PARTS OF THE EXERCISE:
1 > In the passage comparing The Lottery to American eating habits, what can the sacrifice in the story be seen as?
2 > Carry on the essay comparing The Lottery to American eating habits, starting right after its last sentence.

PASSAGE SHOWN:
▼

Where The Lottery comparison can be used is that the townspeople in the story are Americans. They are engaging in a destructive behavior, and they do not know why. They are making a sacrifice of out of their members, but there is not necessarily any point to it. The sacrifice is done because that is tradition. This occurs while more enlightened towns in the area have dispensed with the tradition. The sacrifice can be seen as the negative health effects of the unhealthy eating habits. While the analogy is not perfect -- it is unclear who actually benefits in the Lottery while there are clear beneficiaries...

...

We all know people are going to die early as the result of this overeating, but everybody is mostly just resigned to it. When it is our turn, when we find out that we are the one who will get sick, we reject the idea, yet before we got sick we were an active participant in the society and were perfectly willing to go along with it.

▲

[Dataset lines about object locations]
▼

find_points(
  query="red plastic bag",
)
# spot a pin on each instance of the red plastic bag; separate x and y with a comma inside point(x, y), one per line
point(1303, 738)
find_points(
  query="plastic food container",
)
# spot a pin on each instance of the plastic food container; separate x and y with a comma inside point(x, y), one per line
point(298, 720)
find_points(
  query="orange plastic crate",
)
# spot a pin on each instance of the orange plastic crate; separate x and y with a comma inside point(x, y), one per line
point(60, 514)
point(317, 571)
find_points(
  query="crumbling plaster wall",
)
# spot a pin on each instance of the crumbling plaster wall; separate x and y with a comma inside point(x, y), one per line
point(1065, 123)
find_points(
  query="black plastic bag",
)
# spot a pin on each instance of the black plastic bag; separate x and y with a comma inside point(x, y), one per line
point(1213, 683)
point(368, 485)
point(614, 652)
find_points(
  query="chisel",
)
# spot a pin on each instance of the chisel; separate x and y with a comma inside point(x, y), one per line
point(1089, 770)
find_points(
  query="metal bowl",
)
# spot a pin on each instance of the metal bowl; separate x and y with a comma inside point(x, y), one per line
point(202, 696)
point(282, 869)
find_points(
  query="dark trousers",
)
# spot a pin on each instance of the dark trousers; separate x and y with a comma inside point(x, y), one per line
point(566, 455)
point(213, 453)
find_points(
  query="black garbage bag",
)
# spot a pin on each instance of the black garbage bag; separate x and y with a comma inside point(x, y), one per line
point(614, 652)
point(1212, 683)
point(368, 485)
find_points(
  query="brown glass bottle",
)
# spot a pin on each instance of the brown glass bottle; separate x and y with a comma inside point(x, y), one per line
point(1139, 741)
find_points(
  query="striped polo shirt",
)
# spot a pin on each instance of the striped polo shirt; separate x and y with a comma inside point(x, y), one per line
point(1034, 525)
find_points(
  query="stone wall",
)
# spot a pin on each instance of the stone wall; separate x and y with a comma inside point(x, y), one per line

▲

RESULTS OF THE TASKS:
1 > The negative health effects of unhealthy eating habits.

2 >
So part of the lesson can be seen as a call to stand against the norms of society when they are wrong; or at the very least to accept your fate gracefully when it comes to you. But mostly, that when something is wrong you may want to stand up and rise against it in order to prevent yourself from becoming a victim in the future. Not standing up for society as a whole means that you are not standing up for yourself. Moreover, nobody will help you when it is your turn. So the lesson of the lottery when applied to the modern political system is that we have to do more to stand up for ourselves. We can make the individual choice not to eat junk food -- just as the people in the Lottery town could just move to a different town -- but we should not just limit our response to individual choice. We should instead view ourselves as active participants in society, and work to build the society that we want.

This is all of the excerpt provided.